— EXERCISE REQUIREMENTS —
Repeat exactly the lines of the entries below from the one with "Target: glass stem" through the one with "sample | [197, 21]", both ends included, and nothing else.

INFORMATION GIVEN START

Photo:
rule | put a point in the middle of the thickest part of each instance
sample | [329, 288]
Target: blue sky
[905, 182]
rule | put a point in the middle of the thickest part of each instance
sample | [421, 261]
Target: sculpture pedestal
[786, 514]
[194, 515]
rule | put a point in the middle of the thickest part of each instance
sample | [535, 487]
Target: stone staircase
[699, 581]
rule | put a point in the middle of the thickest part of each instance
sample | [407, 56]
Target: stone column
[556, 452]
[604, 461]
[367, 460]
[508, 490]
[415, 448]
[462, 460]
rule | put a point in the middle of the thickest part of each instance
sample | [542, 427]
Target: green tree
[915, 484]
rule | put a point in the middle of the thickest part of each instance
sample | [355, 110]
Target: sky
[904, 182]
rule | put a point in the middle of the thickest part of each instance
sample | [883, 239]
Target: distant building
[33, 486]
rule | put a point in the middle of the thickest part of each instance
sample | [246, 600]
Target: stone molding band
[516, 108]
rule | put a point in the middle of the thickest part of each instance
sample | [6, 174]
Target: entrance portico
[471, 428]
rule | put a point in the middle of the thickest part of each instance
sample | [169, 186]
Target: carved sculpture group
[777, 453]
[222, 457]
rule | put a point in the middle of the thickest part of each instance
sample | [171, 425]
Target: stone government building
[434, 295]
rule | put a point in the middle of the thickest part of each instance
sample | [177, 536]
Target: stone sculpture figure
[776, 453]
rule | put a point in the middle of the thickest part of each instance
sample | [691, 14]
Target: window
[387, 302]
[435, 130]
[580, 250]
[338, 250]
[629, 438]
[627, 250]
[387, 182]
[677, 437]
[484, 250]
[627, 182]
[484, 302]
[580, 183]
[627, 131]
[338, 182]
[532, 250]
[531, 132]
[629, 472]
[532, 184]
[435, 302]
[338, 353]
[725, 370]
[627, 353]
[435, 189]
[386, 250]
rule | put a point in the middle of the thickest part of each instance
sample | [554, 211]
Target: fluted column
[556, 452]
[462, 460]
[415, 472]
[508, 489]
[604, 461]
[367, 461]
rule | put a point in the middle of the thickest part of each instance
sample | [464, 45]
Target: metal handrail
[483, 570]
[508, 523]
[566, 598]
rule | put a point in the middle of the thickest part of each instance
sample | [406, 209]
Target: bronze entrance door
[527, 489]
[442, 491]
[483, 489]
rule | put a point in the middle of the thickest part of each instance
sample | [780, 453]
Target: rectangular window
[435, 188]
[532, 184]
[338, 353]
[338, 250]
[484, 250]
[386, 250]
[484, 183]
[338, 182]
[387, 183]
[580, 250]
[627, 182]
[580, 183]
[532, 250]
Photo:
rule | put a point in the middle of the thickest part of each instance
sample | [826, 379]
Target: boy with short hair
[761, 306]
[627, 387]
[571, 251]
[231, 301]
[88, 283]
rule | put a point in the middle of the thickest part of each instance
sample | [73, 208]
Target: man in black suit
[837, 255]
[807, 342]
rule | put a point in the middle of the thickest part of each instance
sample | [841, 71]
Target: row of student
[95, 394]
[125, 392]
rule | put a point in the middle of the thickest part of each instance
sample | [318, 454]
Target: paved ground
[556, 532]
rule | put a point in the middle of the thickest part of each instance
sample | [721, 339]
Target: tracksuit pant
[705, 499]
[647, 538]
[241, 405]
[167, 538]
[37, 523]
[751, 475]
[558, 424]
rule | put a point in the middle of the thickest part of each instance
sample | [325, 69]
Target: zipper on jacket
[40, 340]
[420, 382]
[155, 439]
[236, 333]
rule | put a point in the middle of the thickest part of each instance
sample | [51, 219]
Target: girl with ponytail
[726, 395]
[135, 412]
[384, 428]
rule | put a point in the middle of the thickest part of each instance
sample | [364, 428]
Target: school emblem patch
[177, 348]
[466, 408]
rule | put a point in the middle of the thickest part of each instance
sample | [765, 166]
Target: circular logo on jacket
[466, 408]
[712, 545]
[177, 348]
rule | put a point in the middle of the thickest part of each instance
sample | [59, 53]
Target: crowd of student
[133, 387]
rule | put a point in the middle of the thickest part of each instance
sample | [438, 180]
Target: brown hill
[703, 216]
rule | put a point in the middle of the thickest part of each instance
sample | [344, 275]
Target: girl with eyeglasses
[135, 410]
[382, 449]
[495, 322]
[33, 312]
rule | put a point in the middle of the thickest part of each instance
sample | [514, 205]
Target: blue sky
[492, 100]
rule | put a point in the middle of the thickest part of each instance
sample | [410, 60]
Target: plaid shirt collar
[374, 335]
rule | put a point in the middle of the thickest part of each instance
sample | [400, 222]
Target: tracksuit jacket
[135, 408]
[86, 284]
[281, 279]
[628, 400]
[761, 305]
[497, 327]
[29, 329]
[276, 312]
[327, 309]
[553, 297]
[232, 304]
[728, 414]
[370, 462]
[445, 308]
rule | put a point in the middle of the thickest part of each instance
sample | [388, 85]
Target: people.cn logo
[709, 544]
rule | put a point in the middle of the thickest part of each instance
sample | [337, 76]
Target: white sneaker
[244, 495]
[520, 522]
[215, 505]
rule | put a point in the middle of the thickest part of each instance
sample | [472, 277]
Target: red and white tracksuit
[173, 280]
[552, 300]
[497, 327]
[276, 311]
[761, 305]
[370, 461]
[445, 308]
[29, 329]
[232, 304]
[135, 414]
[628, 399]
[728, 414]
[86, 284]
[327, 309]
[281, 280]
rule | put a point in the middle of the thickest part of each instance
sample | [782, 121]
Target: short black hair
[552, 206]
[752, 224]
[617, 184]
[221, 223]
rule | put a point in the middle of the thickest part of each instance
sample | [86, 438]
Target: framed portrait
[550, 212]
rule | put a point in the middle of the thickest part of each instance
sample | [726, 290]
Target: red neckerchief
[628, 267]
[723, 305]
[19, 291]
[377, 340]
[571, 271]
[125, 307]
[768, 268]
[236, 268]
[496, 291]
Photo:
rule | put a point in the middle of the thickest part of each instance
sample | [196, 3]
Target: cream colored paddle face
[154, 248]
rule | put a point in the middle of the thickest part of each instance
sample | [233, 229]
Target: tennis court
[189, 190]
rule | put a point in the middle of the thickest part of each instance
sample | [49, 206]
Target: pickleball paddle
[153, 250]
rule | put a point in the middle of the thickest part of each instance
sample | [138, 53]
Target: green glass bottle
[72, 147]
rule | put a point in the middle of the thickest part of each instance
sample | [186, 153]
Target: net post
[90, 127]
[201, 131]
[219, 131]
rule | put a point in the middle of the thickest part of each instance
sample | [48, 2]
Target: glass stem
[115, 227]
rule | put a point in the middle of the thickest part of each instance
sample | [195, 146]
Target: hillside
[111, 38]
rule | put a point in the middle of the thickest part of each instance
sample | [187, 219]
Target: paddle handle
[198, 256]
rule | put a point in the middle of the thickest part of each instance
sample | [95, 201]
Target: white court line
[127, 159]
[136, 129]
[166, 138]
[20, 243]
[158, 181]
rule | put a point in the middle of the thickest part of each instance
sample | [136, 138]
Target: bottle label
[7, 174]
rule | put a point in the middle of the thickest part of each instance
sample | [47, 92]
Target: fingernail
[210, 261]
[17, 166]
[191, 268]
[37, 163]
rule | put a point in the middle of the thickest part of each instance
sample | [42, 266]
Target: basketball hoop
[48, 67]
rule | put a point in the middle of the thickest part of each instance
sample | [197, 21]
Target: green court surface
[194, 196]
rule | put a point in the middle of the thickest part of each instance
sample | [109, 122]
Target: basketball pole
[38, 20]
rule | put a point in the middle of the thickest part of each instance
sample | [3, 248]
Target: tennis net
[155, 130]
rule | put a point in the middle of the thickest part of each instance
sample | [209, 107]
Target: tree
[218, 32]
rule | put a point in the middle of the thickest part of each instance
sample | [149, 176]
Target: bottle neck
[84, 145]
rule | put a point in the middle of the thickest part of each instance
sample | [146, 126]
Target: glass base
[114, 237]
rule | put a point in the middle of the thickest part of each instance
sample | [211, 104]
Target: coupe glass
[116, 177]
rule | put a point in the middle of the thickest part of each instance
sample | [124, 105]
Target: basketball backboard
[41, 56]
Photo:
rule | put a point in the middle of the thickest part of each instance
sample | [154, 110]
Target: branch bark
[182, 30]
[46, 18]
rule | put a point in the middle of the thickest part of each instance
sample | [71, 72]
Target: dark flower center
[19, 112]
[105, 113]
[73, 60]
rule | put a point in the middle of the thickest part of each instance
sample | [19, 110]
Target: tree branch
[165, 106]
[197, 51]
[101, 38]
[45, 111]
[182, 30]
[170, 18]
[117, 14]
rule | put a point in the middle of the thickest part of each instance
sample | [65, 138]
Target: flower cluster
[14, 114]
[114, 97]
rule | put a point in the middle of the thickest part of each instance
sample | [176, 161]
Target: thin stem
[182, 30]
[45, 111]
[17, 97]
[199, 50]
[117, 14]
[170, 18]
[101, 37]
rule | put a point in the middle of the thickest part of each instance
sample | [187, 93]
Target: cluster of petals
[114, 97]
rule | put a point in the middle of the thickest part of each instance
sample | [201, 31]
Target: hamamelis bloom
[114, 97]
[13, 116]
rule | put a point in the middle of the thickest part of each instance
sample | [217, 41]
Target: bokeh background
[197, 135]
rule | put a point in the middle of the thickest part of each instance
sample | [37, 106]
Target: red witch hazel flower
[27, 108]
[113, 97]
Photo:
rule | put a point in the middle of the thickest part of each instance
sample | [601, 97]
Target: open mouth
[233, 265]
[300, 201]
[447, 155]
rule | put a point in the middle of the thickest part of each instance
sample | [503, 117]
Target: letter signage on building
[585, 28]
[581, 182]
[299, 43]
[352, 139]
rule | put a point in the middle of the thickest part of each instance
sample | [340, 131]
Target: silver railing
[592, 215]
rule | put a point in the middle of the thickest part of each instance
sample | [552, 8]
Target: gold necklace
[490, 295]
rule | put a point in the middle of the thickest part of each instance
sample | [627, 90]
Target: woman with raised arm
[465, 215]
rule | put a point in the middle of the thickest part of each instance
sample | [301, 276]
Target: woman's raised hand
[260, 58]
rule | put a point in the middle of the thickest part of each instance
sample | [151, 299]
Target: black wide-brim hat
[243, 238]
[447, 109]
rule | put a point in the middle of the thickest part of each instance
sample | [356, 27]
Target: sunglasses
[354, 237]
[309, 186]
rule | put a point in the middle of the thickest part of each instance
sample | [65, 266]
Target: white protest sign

INFORMATION GIVEN END

— TASK SOLUTION —
Target: glass stem
[115, 227]
rule | put a point in the middle of the thickest part of each instance
sample | [195, 146]
Target: hillside
[111, 38]
rule | put a point in the middle of the thickest part of each instance
sample | [187, 219]
Target: paddle handle
[198, 256]
rule | put a point in the middle of the thickest part of each instance
sample | [95, 201]
Target: white court line
[127, 159]
[136, 129]
[166, 138]
[20, 243]
[158, 181]
rule | put a point in the middle of the thickest part of each instance
sample | [136, 138]
Target: bottle label
[7, 174]
rule | put a point in the middle of the thickest part of each instance
sample | [47, 92]
Target: fingernail
[210, 261]
[17, 166]
[191, 268]
[37, 163]
rule | put a point in the middle of the thickest part of each instance
sample | [42, 266]
Target: basketball hoop
[48, 67]
rule | put a point in the middle of the thickest part of each instance
sample | [197, 21]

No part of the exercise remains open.